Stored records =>
"""

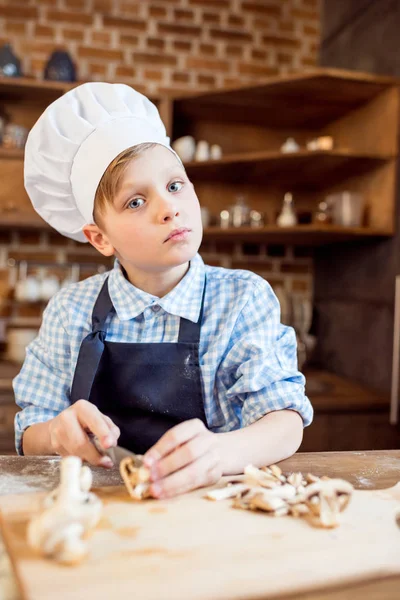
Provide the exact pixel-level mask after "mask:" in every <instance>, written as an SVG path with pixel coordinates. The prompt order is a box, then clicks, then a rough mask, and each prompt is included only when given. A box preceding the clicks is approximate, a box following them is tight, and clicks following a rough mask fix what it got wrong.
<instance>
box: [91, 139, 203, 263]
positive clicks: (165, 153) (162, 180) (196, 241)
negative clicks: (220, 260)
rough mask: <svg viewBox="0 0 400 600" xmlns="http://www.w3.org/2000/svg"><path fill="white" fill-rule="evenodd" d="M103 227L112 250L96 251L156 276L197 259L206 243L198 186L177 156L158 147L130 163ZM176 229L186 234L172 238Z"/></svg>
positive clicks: (183, 234)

"""

What you need to do =>
The reply must consist solely of the lines from the one containing "box: [91, 139, 203, 263]" through the last line of the data, reproduced exactly.

Written answer =>
box: [91, 139, 203, 263]
positive clicks: (165, 153) (162, 180) (196, 241)
negative clicks: (220, 260)
rough mask: <svg viewBox="0 0 400 600" xmlns="http://www.w3.org/2000/svg"><path fill="white" fill-rule="evenodd" d="M103 227L112 250L96 251L156 276L197 259L206 243L198 186L177 156L158 147L130 163ZM176 229L186 234L172 238Z"/></svg>
positive clicks: (183, 234)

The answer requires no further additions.